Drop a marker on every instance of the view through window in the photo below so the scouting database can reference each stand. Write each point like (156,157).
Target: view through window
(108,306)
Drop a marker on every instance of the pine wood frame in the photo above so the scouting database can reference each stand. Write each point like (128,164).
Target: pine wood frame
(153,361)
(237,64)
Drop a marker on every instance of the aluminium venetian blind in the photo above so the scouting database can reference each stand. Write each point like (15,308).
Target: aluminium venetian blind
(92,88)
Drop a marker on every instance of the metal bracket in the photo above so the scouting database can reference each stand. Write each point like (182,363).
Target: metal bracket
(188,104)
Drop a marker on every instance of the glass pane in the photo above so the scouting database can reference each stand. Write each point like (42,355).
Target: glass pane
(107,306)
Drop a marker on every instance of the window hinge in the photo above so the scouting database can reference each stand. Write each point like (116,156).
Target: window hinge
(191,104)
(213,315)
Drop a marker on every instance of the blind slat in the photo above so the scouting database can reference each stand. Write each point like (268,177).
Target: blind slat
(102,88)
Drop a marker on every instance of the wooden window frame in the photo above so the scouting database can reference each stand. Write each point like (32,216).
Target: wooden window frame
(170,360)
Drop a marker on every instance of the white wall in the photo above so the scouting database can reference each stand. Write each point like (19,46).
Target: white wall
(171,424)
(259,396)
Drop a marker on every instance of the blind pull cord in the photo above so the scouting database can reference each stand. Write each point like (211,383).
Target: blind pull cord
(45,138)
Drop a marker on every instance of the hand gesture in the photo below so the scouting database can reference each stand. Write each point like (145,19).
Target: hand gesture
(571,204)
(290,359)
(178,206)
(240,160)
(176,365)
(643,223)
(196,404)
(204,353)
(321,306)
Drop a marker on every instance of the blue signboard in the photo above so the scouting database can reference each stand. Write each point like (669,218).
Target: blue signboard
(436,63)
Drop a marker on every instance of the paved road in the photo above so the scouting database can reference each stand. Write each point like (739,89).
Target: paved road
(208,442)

- _Task to carry out_: Return exactly the opening lines of the listing above, ending with the line that has "Drop a marker on every instance of the aluminium".

- _Exercise solution_:
Drop a marker on every instance of the view through window in the photo below so the scouting database can reference each stand. Write each point like (156,157).
Target: view through window
(108,306)
Drop a marker on every instance of the pine wood frame in the photo above so the scouting database can reference each stand. Write each point like (128,164).
Target: pine wood frame
(153,361)
(237,64)
Drop a marker on every instance of the aluminium venetian blind in the photo above so the scouting database can reference each stand. Write each point like (15,308).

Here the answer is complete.